### TASK MATERIAL
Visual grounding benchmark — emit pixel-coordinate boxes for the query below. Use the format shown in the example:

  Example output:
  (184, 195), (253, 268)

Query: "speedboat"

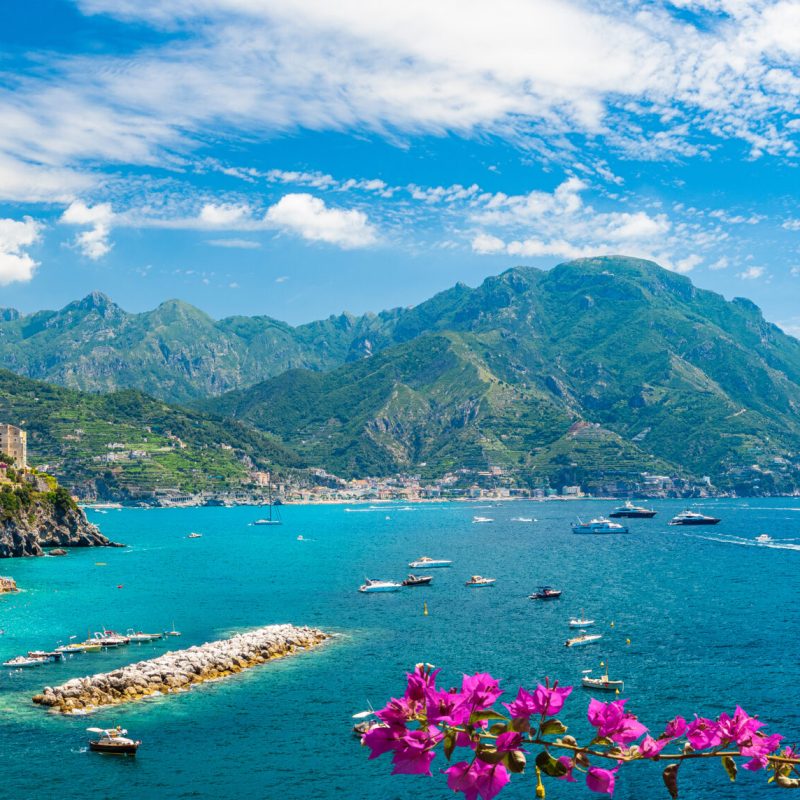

* * *

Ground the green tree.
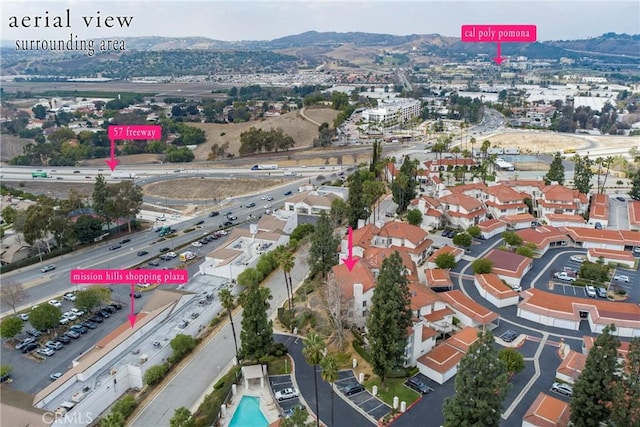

### PROMPT
List every line in the records above that contains the string "shown".

### TASK SOLUTION
Visual grounding benchmark — emit pixel-coordinate boxes for the query below. Use the format shown in the example:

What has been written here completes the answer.